**Problem A**
In the forum post about modeling a proportion with caret, what kind of model was the poster told to use in a previous post?
**Problem B**
Copy part of the forum post about modeling a proportion with caret, beginning at the words "library(caret)" and stopping after "rbind(USArrests, newstate1, newstate2)".
**Problem C**
Extend the forum post about modeling a proportion with caret, picking up right after its last line.

**Text passage**
--- Start ---

I am trying to model a proportion (or probability), i.e. a continuous variable bounded between 0 and 1 (inclusive) using caret.
In my previous post, I've been told to use a logistic regression (i.e. glm() with family = "binomial).
I would like to use the caret framework with k-fold cross validation.
However, caret doesn't work with the code below, although I have no problem using stats::glm() on its own. The data below is purely for reproducibility.
library(caret)
#> Loading required package: ggplot2
#> Loading required package: lattice
data("USArrests")
#New Data Points with 0 and 100 % urban population
newstate1 <- matrix(c(7, 100, 0, 10),
nrow = 1,
dimnames =
list("New State 1", colnames(USArrests)))
newstate2 <- matrix(c(7, 100, 100, 10),
nrow = 1,
dimnames =
list("New State 2", colnames(USArrests)))
USArrests <- rbind(USArrests, newstate1, newstate2)

--- End ---

**Given data**
--- Start ---

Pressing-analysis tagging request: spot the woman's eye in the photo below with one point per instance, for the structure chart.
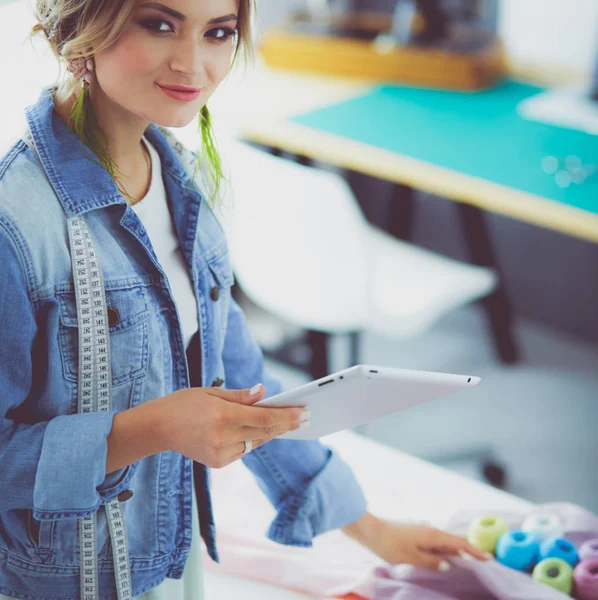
(155, 25)
(221, 34)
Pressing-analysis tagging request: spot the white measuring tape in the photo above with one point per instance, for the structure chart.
(95, 394)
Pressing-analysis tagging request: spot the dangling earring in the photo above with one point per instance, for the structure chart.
(81, 68)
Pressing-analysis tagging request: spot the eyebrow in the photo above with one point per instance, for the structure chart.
(181, 17)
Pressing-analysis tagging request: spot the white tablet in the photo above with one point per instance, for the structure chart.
(362, 393)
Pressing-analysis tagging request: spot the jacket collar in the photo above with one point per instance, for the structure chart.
(66, 161)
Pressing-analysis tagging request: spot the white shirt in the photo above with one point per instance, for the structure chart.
(153, 212)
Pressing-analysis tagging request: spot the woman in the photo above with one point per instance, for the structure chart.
(114, 472)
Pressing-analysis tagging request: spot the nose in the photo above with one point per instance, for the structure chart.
(188, 58)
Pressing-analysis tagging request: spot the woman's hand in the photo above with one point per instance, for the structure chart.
(210, 425)
(417, 545)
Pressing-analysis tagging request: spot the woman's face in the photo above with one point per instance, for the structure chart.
(185, 43)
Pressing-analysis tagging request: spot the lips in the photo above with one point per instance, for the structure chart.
(179, 92)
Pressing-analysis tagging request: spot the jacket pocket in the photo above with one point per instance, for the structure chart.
(41, 533)
(128, 314)
(220, 281)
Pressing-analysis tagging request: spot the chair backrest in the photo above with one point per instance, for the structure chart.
(296, 236)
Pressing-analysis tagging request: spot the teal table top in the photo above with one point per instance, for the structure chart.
(479, 134)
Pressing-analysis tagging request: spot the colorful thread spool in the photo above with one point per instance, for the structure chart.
(559, 548)
(556, 573)
(543, 526)
(484, 532)
(589, 549)
(585, 577)
(517, 549)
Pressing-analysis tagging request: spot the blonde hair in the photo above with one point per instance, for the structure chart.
(80, 28)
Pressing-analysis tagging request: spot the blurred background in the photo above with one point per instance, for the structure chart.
(488, 262)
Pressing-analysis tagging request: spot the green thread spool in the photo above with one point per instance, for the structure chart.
(556, 573)
(484, 532)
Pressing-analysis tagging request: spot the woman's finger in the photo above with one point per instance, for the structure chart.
(448, 543)
(430, 561)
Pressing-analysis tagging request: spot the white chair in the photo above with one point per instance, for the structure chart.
(302, 250)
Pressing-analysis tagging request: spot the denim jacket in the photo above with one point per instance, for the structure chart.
(52, 459)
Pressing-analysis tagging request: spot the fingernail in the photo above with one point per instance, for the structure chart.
(255, 390)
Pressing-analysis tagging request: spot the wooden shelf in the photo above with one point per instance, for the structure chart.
(344, 46)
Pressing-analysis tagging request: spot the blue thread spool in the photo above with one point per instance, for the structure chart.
(558, 547)
(518, 550)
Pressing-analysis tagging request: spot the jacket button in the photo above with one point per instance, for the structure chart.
(113, 317)
(124, 496)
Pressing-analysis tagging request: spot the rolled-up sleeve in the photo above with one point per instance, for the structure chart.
(56, 468)
(309, 484)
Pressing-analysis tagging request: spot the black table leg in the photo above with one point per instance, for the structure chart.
(402, 211)
(496, 304)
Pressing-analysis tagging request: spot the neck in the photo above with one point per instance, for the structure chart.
(122, 132)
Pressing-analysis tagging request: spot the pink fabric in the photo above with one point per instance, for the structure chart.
(337, 566)
(472, 580)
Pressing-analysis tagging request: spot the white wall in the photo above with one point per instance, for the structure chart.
(556, 33)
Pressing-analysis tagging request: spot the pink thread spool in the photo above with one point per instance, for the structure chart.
(585, 576)
(589, 549)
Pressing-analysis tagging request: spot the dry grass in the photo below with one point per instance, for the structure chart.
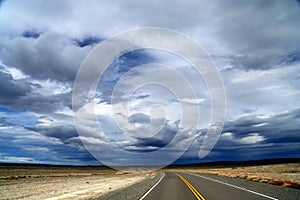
(53, 183)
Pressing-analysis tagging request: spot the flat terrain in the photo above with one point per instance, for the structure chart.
(49, 182)
(180, 185)
(269, 181)
(287, 175)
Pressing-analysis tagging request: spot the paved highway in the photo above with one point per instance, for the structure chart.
(193, 186)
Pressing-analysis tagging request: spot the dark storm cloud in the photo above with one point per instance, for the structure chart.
(47, 56)
(62, 132)
(12, 90)
(87, 41)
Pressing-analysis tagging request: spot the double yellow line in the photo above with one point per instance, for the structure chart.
(191, 187)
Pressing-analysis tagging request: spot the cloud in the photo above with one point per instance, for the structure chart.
(253, 43)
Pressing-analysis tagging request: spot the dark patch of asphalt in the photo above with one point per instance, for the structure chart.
(133, 192)
(278, 192)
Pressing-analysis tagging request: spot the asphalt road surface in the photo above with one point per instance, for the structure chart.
(194, 186)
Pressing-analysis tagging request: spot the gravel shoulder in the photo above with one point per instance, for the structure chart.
(61, 183)
(133, 192)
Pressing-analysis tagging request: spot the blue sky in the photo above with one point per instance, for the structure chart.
(254, 44)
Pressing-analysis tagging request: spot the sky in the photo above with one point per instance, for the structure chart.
(254, 45)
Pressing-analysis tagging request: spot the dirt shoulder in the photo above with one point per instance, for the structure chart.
(287, 175)
(62, 183)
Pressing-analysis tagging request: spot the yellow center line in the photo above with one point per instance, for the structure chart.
(191, 187)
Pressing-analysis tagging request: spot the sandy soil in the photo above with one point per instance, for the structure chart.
(54, 184)
(278, 174)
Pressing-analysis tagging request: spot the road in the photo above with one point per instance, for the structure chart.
(194, 186)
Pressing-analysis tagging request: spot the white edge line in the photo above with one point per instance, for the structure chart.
(153, 187)
(232, 185)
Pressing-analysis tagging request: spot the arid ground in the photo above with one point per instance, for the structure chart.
(287, 175)
(51, 182)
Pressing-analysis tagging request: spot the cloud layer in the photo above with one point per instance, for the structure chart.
(254, 44)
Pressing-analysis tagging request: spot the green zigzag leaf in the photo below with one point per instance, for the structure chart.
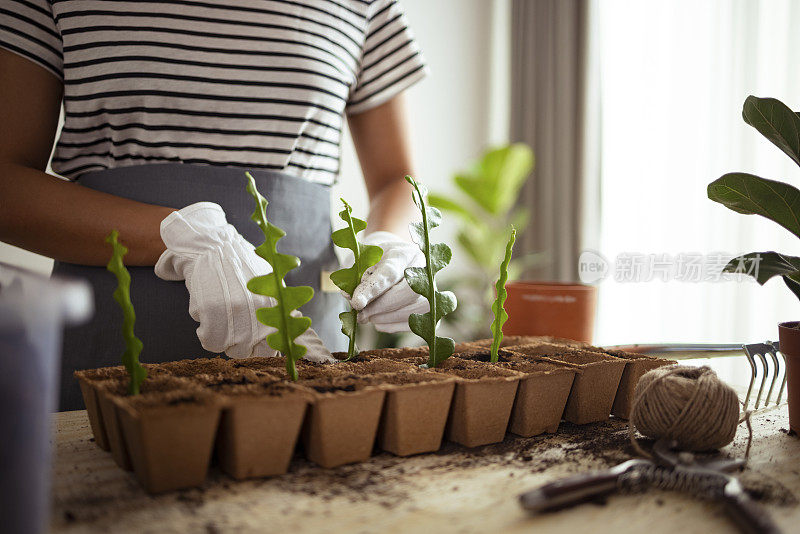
(122, 294)
(347, 279)
(288, 298)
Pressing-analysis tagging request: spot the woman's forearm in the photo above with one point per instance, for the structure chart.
(68, 222)
(391, 209)
(381, 139)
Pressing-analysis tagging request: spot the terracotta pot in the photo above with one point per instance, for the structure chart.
(541, 397)
(415, 412)
(482, 401)
(342, 421)
(595, 386)
(789, 337)
(551, 309)
(170, 436)
(260, 423)
(638, 365)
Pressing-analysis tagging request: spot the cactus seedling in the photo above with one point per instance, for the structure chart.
(422, 279)
(122, 294)
(500, 315)
(288, 298)
(365, 256)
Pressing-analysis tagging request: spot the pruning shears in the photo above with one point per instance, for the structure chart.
(670, 469)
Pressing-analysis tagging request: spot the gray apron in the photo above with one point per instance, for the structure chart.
(299, 207)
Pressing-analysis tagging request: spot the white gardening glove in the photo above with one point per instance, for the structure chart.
(217, 262)
(383, 297)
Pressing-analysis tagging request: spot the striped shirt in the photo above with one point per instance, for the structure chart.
(262, 84)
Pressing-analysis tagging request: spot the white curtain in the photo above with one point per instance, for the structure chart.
(670, 80)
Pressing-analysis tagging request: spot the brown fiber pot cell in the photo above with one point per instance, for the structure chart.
(340, 426)
(541, 397)
(551, 309)
(789, 337)
(170, 437)
(88, 381)
(638, 365)
(113, 428)
(108, 389)
(259, 429)
(480, 411)
(482, 401)
(595, 386)
(415, 414)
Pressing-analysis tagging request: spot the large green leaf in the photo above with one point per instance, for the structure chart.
(753, 195)
(347, 279)
(494, 182)
(500, 315)
(421, 280)
(122, 294)
(288, 327)
(765, 265)
(775, 121)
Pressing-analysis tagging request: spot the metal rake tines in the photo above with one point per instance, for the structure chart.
(757, 352)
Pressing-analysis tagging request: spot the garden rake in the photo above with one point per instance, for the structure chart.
(765, 360)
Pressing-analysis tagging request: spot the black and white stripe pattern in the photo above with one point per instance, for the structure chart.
(257, 84)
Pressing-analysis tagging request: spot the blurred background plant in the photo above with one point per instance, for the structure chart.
(484, 209)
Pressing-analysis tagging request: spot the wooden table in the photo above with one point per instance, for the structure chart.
(454, 490)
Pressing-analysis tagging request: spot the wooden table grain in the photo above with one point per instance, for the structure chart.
(455, 490)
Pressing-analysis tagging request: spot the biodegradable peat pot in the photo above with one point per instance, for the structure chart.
(415, 412)
(551, 309)
(342, 422)
(170, 436)
(541, 396)
(192, 367)
(108, 389)
(260, 424)
(88, 380)
(482, 401)
(638, 365)
(595, 386)
(789, 339)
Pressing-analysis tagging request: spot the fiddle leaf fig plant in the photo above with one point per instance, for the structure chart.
(752, 195)
(422, 279)
(122, 294)
(500, 315)
(364, 257)
(288, 298)
(484, 207)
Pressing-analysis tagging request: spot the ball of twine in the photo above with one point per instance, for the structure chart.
(689, 405)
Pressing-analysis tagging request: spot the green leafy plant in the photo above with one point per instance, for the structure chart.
(422, 280)
(365, 256)
(484, 207)
(777, 201)
(288, 298)
(500, 315)
(122, 294)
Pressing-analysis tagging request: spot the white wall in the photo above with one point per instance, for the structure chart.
(453, 113)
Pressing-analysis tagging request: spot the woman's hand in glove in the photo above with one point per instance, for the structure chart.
(383, 297)
(217, 262)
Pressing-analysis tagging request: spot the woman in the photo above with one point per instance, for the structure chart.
(166, 105)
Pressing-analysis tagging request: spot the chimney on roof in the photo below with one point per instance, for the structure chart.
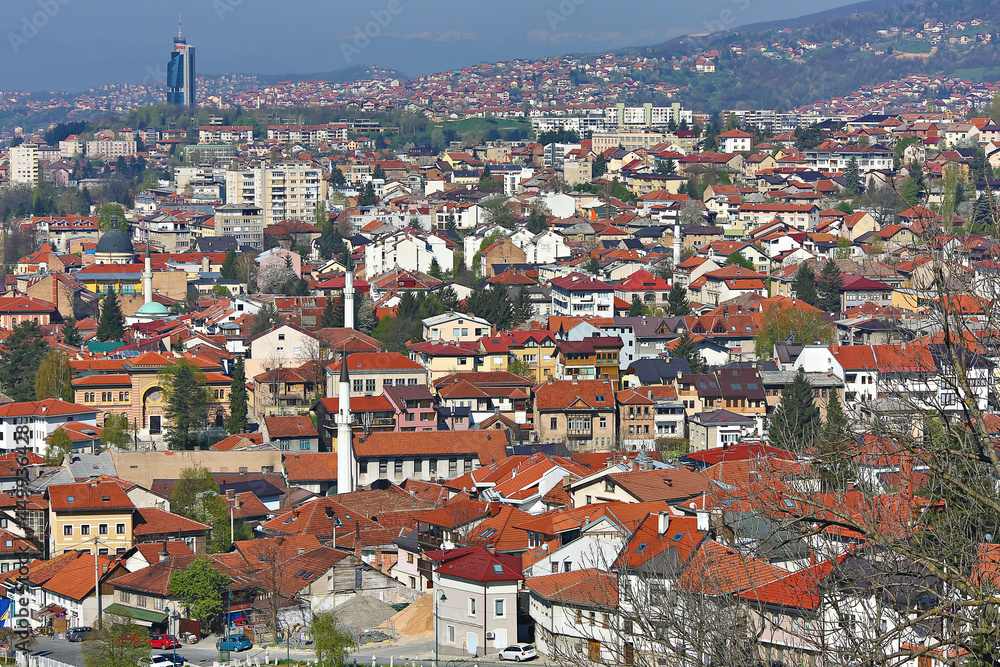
(662, 523)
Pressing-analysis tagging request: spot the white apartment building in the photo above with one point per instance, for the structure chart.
(24, 164)
(282, 192)
(109, 149)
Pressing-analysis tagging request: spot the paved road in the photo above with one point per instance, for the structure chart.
(414, 654)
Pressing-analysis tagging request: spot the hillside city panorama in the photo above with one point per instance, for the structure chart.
(680, 355)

--- End ---

**Expected output A**
A logistic regression

**Expected output B**
library(caret)
#> Loading required package: ggplot2
#> Loading required package: lattice
data("USArrests")
#New Data Points with 0 and 100 % urban population
newstate1 <- matrix(c(7, 100, 0, 10),
nrow = 1,
dimnames =
list("New State 1", colnames(USArrests)))
newstate2 <- matrix(c(7, 100, 100, 10),
nrow = 1,
dimnames =
list("New State 2", colnames(USArrests)))
USArrests <- rbind(USArrests, newstate1, newstate2)

**Expected output C**
# As a proportion
USArrests$UrbanPop <- USArrests$UrbanPop /100
ctrl <- trainControl(
method = "cv",
number = 5,
classProbs = TRUE
)
train(
formula = UrbanPop ~ .,
data = USArrests,
method = "glm",
family = "binomial",
trControl = ctrl,
metric = "ROC"
)
#> Warning in train.default(x, y, weights = w, ...): cannnot compute class
#> probabilities for regression
#> Error in evalSummaryFunction(y, wts = weights, ctrl = trControl, lev = classLevels, : train()'s use of ROC codes requires class probabilities. See the classProbs option of trainControl()
#the below works:
glm(
formula = UrbanPop ~ .,
data = USArrests,
family = "binomial")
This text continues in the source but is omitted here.